■ SET EXERCISE ■
Print the line that contains "Object detection labeling — target class: perched" and every line after it through the last line of the records below, exactly as written and nothing else.

■ EXTRACTED RECORDS ■
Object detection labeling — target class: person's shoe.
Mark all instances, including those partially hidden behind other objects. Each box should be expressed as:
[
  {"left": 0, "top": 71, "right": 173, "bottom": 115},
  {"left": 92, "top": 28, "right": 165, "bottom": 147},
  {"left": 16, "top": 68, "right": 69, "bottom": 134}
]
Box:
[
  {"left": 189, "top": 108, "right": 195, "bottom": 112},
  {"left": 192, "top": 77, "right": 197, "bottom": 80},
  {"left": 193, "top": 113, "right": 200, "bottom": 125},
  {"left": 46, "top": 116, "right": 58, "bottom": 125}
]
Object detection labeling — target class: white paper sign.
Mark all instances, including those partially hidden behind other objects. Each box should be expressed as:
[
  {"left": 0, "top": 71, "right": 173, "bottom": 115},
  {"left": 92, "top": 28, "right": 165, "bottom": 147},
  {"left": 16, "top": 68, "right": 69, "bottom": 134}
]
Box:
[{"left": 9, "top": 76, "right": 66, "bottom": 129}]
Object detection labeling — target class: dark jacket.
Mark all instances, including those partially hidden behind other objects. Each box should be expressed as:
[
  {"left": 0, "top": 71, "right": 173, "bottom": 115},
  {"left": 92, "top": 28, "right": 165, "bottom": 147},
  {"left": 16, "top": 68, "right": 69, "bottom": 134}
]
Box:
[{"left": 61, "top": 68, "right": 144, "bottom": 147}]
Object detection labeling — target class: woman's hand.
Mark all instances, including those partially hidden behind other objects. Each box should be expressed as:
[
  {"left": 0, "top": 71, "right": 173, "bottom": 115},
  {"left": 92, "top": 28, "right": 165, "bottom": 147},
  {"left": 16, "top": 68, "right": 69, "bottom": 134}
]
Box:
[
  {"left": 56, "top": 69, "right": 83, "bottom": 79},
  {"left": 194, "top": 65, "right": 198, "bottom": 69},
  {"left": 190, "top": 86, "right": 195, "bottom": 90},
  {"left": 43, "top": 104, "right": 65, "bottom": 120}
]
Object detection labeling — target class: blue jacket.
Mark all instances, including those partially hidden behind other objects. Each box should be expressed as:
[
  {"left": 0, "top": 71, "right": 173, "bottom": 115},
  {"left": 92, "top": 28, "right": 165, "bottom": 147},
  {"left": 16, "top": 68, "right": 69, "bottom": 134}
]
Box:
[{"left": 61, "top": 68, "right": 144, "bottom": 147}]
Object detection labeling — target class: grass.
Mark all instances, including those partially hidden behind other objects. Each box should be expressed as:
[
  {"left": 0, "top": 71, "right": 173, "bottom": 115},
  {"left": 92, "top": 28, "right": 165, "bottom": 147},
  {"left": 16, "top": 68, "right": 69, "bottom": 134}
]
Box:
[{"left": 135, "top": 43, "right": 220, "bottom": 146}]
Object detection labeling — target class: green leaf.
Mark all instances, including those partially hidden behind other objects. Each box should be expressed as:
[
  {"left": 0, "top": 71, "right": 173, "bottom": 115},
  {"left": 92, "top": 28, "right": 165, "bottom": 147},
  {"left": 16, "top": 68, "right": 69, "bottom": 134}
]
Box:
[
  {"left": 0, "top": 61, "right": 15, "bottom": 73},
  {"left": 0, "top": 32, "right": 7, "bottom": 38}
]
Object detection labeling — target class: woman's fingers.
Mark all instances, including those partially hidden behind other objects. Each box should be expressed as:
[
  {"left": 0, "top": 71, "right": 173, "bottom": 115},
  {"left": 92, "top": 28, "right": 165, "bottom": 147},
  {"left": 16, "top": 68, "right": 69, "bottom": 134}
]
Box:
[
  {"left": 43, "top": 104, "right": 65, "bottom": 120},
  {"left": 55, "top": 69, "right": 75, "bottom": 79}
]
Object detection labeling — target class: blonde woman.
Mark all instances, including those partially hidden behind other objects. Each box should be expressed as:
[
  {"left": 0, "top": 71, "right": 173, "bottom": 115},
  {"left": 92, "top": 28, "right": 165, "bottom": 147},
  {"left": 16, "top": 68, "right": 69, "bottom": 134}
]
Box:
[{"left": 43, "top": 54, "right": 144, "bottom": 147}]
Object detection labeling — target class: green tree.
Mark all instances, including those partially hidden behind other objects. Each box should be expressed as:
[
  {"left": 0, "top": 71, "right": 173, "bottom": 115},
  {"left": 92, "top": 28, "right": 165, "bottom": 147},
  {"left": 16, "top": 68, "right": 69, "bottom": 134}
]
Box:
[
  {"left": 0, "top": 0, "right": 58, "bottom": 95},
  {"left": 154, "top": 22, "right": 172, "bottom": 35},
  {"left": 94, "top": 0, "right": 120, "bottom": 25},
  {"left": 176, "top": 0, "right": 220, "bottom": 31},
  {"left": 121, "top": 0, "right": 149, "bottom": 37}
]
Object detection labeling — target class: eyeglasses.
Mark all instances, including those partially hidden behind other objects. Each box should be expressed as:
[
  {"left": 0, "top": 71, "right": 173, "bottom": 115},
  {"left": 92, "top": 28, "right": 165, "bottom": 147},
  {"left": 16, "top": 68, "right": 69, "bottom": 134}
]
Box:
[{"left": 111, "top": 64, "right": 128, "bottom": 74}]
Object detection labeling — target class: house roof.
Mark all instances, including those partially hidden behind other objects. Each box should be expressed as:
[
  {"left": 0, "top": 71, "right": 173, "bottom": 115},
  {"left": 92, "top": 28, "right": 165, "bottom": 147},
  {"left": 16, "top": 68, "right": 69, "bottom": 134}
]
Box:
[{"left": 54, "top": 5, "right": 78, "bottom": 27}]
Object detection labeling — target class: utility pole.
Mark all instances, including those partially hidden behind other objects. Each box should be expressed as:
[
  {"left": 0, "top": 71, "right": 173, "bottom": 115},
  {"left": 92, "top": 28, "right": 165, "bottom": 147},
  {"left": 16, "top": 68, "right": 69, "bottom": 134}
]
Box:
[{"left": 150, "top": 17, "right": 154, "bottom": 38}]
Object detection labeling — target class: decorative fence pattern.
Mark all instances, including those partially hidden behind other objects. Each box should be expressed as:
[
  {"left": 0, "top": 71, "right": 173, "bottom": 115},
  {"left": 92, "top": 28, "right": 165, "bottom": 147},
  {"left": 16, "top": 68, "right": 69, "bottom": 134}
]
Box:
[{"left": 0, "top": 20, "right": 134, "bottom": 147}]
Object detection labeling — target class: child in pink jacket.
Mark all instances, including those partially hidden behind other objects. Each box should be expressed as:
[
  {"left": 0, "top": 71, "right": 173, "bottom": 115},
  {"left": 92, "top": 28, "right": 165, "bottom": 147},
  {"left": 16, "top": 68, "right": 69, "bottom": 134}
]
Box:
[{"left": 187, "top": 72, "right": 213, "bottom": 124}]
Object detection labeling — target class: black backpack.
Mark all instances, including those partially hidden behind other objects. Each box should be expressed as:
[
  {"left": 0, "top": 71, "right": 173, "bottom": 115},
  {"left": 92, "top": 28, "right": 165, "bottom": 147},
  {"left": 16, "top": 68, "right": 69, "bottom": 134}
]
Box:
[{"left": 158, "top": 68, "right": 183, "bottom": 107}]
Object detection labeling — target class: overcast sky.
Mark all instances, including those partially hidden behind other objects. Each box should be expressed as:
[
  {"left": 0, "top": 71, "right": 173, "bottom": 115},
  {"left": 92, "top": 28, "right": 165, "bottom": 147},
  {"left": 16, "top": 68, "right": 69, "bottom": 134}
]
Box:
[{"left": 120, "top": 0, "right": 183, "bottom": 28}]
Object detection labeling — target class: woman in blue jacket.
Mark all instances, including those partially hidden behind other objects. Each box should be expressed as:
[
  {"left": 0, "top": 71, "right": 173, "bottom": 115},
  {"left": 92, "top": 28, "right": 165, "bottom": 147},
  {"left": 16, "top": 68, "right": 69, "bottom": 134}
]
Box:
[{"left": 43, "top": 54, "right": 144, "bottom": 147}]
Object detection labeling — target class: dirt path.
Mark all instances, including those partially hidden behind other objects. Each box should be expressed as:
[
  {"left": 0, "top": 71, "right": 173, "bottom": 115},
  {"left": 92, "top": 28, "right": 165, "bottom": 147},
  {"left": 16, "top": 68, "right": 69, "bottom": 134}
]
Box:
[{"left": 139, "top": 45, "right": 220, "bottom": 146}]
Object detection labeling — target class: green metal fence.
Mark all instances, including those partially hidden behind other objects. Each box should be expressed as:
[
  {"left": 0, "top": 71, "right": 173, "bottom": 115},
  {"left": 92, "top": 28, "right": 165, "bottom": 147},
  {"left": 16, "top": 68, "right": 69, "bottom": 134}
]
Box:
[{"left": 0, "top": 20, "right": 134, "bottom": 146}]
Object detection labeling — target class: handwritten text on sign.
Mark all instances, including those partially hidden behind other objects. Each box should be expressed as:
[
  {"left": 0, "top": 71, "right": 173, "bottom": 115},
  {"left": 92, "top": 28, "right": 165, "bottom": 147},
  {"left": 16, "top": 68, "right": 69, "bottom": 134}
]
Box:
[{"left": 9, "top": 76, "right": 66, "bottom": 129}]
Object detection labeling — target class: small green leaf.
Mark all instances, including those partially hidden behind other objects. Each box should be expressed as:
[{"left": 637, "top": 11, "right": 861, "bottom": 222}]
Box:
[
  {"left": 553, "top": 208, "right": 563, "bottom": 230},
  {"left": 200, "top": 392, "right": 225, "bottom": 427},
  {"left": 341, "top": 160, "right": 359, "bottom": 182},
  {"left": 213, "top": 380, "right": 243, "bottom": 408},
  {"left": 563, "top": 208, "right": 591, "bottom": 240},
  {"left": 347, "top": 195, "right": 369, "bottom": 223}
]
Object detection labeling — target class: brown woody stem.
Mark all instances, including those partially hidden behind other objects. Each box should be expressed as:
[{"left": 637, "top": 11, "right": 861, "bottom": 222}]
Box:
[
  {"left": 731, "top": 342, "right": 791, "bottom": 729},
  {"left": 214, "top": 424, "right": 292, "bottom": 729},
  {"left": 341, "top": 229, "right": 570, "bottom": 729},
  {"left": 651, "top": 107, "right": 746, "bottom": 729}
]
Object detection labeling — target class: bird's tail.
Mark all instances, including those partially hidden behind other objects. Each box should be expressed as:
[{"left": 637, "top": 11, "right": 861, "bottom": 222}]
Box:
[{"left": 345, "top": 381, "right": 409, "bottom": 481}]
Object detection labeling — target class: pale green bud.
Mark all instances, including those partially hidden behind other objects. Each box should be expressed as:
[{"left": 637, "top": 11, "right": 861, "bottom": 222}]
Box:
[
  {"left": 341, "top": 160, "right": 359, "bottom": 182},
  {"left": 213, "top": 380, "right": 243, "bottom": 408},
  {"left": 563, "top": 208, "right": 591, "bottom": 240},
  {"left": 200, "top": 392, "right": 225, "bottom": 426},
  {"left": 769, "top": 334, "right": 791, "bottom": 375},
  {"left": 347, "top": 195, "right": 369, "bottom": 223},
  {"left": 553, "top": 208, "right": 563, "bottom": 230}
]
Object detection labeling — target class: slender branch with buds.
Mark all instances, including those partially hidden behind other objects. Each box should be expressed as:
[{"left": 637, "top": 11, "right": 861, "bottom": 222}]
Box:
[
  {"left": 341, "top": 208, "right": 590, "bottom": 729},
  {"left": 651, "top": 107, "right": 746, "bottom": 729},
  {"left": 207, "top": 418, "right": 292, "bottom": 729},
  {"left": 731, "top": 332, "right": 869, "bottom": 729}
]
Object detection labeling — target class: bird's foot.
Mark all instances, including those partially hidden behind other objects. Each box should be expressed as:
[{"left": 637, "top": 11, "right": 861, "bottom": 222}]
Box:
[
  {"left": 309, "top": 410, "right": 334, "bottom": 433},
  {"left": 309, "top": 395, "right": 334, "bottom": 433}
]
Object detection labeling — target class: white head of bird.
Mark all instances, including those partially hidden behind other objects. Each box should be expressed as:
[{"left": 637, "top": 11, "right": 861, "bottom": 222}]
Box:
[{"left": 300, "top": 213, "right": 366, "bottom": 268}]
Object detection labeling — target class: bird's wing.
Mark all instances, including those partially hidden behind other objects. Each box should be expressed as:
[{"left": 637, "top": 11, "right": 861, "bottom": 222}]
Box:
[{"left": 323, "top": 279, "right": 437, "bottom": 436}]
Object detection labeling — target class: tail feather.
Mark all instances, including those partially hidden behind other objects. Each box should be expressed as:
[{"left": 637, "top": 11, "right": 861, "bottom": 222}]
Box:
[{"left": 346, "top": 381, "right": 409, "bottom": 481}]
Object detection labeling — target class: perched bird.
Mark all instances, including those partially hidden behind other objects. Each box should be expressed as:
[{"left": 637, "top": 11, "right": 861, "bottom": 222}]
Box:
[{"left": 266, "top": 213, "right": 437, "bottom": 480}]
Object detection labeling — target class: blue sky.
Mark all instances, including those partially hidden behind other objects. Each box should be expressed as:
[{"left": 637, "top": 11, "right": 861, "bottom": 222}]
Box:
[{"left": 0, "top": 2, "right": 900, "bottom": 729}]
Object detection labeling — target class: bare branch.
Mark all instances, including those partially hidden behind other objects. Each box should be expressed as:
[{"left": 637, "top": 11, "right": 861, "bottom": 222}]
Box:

■ ANSWER FOR THE TASK ■
Object detection labeling — target class: perched bird.
Mark all instances, including those partially hidden behind other objects. Each box should be expressed as:
[{"left": 637, "top": 11, "right": 861, "bottom": 222}]
Box:
[{"left": 266, "top": 213, "right": 437, "bottom": 480}]
Object detection labeling — target class: blue sky.
Mark all instances, including those partially hidden behind other objects. Each box should be expressed as:
[{"left": 637, "top": 11, "right": 861, "bottom": 222}]
Box:
[{"left": 0, "top": 2, "right": 900, "bottom": 729}]
Object detection labeling — target class: bare branch.
Mark all instances, including those partially hidden behind other objects. Each box should be expressed as:
[{"left": 637, "top": 11, "right": 861, "bottom": 222}]
Box:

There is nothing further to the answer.